## Stated task
Rewrite the lines below, changing every "State the bounding box as" to "Give the bounding box in the form" and leaving everything else as it is.

** begin Provided data **

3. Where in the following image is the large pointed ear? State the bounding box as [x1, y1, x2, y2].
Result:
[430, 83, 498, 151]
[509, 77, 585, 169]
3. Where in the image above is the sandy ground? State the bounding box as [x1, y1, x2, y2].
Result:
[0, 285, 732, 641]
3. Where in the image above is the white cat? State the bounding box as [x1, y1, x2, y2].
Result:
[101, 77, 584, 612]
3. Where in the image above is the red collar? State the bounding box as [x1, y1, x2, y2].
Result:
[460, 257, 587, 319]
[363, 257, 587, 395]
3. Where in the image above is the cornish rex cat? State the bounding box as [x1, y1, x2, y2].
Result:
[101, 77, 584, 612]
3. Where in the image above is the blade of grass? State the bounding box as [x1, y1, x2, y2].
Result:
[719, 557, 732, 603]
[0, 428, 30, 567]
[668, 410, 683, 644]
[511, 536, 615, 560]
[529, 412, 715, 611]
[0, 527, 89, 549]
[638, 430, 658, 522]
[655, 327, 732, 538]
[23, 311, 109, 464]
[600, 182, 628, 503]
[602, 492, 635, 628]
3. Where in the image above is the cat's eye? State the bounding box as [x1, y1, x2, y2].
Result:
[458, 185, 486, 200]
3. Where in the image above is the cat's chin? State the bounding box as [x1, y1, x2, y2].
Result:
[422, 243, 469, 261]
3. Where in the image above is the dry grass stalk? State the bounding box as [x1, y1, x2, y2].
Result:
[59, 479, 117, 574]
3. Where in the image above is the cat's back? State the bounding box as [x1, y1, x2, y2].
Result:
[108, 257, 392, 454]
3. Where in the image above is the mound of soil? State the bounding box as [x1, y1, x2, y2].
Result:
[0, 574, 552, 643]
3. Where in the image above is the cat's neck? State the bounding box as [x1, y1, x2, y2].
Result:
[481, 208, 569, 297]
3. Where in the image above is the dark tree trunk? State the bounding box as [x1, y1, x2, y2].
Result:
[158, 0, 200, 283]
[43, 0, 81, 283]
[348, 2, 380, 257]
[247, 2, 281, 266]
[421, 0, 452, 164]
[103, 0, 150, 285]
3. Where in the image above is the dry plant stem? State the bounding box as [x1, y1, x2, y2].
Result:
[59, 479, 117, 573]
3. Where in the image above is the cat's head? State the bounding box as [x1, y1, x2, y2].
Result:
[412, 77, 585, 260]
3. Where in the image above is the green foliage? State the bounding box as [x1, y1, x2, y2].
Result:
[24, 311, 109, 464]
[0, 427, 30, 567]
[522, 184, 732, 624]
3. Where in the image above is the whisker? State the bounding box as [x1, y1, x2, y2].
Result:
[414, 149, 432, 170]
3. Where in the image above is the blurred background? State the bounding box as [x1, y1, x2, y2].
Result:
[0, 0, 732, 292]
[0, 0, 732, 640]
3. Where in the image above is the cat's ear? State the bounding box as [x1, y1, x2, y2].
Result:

** end Provided data **

## Exercise output
3. Where in the following image is the large pointed ear? Give the bounding box in the form [x1, y1, x2, y2].
Result:
[430, 83, 498, 151]
[509, 77, 585, 169]
3. Where in the image above is the sandy ground? Give the bounding box in the form [x1, y1, x2, y2].
Result:
[0, 285, 732, 641]
3. Where in the image above is the white cat? Give the bounding box in the form [x1, y1, x2, y2].
Result:
[101, 77, 584, 612]
3. Where in the image above is the red collar? Give the bounding box in the form [x1, y1, x2, y2].
Result:
[460, 257, 587, 319]
[363, 257, 587, 395]
3. Where in the image above is the cornish rex cat? Give the bounding box in the form [x1, y1, x2, y2].
Result:
[101, 77, 584, 612]
3. Where in the image above is the blade of grass? Give the bounding box in the form [x1, y1, x2, y2].
Result:
[719, 557, 732, 603]
[0, 428, 30, 567]
[668, 410, 683, 644]
[511, 536, 615, 560]
[529, 412, 715, 611]
[0, 527, 89, 549]
[638, 430, 658, 522]
[655, 327, 732, 538]
[23, 311, 109, 464]
[600, 182, 628, 503]
[602, 492, 635, 628]
3. Where in the image above is the cat's eye? Give the bounding box in the form [x1, y1, x2, y2].
Result:
[458, 185, 486, 200]
3. Where in the image above is the cat's chin? Give the bounding box in the form [x1, y1, x2, y2].
Result:
[422, 243, 469, 261]
3. Where in the image above is the dry grass stalk? Give the bounding box in the form [x1, y1, x2, y2].
Result:
[59, 479, 117, 574]
3. Where in the image above is the cat's back? Give the bounding box in the form [x1, y1, x2, y2].
Result:
[108, 257, 392, 454]
3. Where in the image above is the mound of soil? Give the bounding box in the form [x1, y1, x2, y2].
Result:
[0, 574, 552, 643]
3. Where in the image above is the cat's neck? Give the bounding box in the form [x1, y1, x2, y2].
Result:
[481, 208, 569, 297]
3. Where in the image above is the dark tree trunk? Give the bounding box in the form [x1, y1, x2, y2].
Result:
[158, 0, 200, 283]
[43, 0, 81, 283]
[348, 2, 380, 257]
[247, 2, 281, 266]
[421, 0, 452, 164]
[103, 0, 150, 285]
3. Where in the image above is the dry plant stem? Give the bounding box in the form [x1, y1, x2, y2].
Result:
[59, 479, 117, 573]
3. Where in the image above is the cat's head? Give the bounding box in the form [x1, y1, x2, y2].
Result:
[412, 77, 585, 260]
3. Where in the image above is the green foliage? Give the bounding box in the form [x1, y1, x2, y2].
Result:
[24, 311, 109, 464]
[0, 427, 30, 567]
[522, 184, 732, 624]
3. Where in the image above is the whisker? Give the bounding box in the form [x1, y1, x2, y2].
Result:
[414, 149, 432, 170]
3. Where in the image above is the blurred background? Give the bounding box in the form [x1, y1, x2, y2].
Result:
[0, 0, 732, 292]
[0, 0, 732, 640]
3. Where in the image above is the cat's ear? Give the bounding box in the form [x1, y1, x2, y2].
Result:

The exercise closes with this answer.